Referring expression data
============================================================

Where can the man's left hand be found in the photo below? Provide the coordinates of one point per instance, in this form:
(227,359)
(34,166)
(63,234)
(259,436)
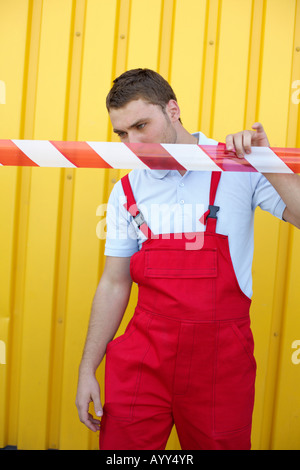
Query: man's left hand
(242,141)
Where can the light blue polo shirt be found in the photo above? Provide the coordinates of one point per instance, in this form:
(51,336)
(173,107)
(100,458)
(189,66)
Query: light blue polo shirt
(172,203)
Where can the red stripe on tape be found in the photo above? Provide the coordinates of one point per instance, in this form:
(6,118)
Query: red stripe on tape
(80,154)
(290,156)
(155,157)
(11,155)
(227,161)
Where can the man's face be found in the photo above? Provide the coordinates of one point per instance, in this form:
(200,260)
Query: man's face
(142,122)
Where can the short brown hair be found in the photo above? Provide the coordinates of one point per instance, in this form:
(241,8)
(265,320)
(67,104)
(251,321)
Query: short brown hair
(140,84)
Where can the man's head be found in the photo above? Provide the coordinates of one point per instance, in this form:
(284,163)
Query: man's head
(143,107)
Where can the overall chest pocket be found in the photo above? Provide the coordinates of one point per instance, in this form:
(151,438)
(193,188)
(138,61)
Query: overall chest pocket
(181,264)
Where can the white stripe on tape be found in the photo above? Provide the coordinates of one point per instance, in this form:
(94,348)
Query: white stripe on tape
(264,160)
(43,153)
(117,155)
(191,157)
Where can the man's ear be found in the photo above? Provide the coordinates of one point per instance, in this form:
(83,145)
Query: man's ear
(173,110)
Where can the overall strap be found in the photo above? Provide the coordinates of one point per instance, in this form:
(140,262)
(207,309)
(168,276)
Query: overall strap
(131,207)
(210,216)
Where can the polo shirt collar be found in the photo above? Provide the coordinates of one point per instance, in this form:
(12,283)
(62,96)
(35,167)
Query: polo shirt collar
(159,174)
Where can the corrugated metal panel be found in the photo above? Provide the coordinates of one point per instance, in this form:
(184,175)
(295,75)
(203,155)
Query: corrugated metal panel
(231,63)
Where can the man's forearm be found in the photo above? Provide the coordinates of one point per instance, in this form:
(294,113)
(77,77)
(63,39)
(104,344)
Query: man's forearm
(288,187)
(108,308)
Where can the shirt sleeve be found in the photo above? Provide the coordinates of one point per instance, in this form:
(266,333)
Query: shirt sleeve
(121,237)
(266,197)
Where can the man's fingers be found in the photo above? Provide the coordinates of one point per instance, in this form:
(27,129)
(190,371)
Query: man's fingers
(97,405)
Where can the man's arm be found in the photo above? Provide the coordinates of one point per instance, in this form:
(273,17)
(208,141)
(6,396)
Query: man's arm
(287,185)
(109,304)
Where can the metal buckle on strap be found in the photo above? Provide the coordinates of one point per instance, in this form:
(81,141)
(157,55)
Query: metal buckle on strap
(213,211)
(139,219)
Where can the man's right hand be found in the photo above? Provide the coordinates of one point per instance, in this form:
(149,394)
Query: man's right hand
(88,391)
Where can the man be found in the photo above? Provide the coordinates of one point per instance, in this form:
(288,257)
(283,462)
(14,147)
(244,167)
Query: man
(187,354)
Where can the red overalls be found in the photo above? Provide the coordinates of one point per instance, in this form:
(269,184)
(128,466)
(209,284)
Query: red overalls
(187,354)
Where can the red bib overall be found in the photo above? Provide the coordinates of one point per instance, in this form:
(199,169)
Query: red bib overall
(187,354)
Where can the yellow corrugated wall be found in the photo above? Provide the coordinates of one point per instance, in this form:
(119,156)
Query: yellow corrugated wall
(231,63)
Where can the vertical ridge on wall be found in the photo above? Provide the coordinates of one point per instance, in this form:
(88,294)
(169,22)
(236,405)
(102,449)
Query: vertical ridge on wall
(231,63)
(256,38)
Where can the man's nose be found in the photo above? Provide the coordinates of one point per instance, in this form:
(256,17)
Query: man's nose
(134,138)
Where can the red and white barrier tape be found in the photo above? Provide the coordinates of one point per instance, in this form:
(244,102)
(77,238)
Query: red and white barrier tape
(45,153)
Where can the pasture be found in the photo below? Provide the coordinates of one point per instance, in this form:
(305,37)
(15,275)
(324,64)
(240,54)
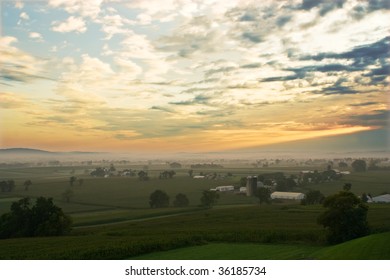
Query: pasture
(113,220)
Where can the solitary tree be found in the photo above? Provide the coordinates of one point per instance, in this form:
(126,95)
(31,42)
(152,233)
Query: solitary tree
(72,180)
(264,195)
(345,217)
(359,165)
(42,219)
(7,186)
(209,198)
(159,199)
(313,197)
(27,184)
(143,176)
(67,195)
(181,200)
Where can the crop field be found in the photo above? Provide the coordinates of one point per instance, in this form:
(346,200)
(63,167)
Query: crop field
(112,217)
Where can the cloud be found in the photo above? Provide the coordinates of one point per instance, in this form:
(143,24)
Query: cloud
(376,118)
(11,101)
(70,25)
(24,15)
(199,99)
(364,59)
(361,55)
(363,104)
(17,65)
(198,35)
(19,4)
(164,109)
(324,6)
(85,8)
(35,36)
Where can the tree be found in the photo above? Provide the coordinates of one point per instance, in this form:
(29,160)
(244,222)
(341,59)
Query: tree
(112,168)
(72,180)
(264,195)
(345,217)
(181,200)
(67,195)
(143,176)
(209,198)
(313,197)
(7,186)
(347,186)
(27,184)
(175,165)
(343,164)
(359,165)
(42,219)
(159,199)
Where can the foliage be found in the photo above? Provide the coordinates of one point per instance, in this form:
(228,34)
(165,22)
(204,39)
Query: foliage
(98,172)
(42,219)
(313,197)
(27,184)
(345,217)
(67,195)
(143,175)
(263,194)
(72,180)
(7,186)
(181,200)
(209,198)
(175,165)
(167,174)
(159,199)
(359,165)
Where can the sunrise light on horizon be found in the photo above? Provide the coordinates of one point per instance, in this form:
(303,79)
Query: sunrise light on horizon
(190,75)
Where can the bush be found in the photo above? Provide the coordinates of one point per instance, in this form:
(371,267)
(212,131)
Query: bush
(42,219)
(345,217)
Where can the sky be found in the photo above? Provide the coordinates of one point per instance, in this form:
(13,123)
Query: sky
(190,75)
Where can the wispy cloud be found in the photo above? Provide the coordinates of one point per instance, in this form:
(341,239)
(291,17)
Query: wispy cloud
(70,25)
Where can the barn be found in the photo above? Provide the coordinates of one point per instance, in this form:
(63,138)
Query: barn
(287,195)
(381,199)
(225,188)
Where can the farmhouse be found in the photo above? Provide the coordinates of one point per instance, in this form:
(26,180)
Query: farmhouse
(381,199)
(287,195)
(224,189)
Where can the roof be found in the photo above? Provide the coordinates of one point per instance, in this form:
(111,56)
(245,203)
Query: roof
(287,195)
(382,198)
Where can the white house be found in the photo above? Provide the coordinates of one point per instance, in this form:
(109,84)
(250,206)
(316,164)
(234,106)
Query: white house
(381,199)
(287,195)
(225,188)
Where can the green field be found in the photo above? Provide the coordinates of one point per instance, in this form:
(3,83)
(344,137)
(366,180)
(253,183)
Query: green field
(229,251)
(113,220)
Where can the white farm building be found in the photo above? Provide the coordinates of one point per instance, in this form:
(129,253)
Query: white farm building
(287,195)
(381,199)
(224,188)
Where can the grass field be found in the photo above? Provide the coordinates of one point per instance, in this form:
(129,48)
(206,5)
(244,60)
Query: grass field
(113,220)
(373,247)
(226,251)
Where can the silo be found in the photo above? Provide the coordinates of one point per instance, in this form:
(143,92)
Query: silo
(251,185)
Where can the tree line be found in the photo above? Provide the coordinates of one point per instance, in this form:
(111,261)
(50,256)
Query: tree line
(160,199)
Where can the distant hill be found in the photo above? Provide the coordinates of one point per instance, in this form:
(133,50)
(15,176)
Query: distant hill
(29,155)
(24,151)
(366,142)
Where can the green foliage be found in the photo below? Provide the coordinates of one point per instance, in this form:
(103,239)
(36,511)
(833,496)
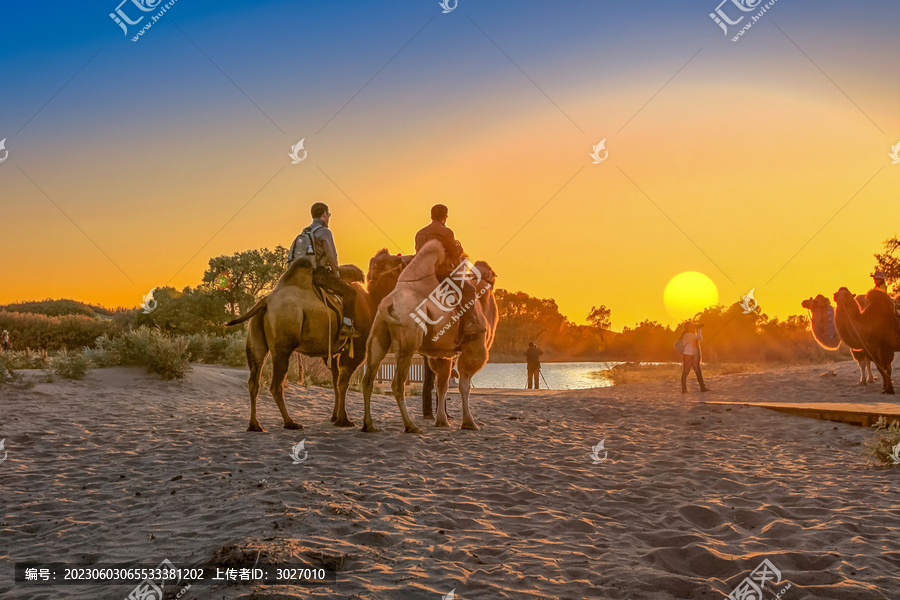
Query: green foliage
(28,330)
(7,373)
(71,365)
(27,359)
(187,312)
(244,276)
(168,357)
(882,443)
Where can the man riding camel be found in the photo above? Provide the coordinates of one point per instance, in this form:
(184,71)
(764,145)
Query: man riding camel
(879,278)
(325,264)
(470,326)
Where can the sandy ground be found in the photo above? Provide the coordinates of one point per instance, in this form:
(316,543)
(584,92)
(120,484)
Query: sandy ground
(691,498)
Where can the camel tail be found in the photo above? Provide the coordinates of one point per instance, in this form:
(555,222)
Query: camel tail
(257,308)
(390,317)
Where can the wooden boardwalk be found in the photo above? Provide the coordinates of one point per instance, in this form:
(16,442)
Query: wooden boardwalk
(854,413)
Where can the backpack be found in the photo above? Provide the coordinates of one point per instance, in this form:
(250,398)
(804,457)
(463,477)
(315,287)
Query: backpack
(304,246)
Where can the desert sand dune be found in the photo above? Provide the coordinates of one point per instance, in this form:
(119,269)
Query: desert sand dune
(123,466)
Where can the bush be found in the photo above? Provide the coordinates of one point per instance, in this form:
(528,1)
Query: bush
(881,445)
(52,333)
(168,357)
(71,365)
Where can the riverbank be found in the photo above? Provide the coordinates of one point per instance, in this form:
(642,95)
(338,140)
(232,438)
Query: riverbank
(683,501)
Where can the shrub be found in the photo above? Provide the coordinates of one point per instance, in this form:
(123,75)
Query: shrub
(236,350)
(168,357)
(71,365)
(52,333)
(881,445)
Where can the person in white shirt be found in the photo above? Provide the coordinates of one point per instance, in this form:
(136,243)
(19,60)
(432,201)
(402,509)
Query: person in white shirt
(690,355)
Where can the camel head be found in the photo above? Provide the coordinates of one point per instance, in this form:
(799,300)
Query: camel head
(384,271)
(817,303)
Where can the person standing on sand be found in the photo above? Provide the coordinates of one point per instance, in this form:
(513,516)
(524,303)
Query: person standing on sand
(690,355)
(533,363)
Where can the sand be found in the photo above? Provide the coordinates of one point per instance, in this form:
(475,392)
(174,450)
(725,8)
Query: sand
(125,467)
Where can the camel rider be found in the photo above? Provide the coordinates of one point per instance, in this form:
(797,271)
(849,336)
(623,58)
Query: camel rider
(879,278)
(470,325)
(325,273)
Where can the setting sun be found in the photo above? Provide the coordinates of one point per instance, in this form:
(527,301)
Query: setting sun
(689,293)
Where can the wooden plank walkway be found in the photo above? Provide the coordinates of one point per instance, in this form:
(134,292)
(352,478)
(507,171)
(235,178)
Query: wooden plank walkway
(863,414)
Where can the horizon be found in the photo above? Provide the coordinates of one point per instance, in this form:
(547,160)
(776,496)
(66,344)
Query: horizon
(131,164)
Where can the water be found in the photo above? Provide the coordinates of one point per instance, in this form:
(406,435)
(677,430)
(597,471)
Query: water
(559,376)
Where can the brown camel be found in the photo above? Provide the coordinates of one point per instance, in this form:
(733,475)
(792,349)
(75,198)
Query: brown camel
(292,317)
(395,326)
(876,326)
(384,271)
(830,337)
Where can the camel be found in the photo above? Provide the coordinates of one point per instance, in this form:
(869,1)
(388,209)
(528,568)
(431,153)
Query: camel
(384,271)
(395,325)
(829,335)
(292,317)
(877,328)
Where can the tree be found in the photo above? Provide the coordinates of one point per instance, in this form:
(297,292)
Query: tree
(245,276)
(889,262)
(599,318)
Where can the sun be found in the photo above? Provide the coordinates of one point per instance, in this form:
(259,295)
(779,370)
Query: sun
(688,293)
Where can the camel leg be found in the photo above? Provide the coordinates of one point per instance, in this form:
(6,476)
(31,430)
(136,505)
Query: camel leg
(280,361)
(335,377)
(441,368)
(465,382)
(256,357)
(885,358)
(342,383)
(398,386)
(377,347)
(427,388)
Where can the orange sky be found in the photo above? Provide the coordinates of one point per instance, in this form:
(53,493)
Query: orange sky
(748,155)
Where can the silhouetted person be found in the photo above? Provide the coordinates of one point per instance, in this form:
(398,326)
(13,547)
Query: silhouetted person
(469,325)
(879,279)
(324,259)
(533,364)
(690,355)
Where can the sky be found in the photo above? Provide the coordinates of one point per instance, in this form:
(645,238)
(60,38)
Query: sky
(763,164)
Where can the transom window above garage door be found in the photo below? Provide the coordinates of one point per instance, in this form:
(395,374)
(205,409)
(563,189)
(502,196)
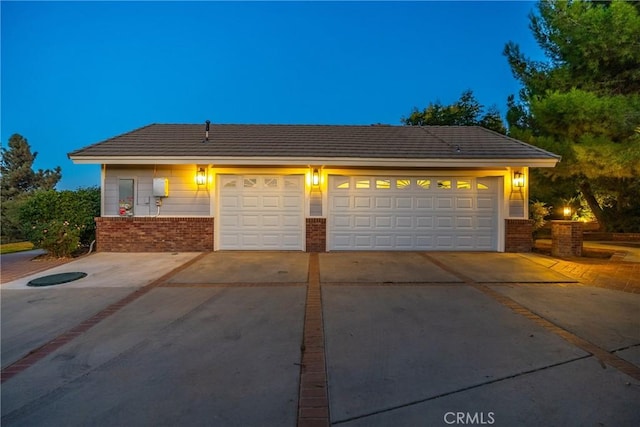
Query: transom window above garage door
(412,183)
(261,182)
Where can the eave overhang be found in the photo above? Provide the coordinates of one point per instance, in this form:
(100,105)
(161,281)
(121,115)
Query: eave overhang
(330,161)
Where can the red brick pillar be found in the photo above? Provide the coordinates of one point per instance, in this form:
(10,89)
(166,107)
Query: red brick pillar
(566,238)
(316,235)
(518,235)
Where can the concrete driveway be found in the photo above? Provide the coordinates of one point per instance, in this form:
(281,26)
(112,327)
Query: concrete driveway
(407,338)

============================================================

PROBLEM TO WORK ON → Pictures are to be dropped; the lines from the start of the entries above through the line with "Where can the man's head" are to be given again verbatim.

OUTPUT FOR THIS EXERCISE →
Where can the man's left hand be found in the photo below? Provide the coordinates of one point per instance, in this form:
(227,359)
(34,166)
(63,234)
(259,436)
Query: man's left hand
(242,141)
Where can the light blue polo shirt be found in the photo above? Provide the coordinates of one point per instance, in this form:
(51,336)
(173,107)
(100,458)
(189,66)
Query: light blue polo shirt
(172,203)
Where can the red stripe on tape be found in the photo above? Provide the coordinates of one point per instance, in this form:
(6,118)
Query: red stripe on tape
(80,154)
(290,156)
(155,157)
(11,155)
(227,161)
Where can the man's face be found in the photo above? Provide the coordinates of one point per instance, in this form:
(200,260)
Query: man's face
(142,122)
Where can the short brown hair be found in the photo above? Provide the coordinates of one point per instance, in this form:
(241,8)
(265,320)
(67,104)
(251,321)
Query: short brown hair
(140,84)
Where can the man's head be found in the photo above? Provide the coordinates of one point per instance, in this form:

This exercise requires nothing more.